(ACTION ITEM) An exact reproduction of all the entries is the expected answer.

(Data entries)
+ + + +
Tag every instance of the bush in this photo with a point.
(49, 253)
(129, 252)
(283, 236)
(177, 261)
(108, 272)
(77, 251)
+ + + +
(WRITTEN SOLUTION)
Tag every instance of the bush in this photo with a point.
(49, 253)
(129, 252)
(283, 236)
(177, 261)
(108, 272)
(77, 251)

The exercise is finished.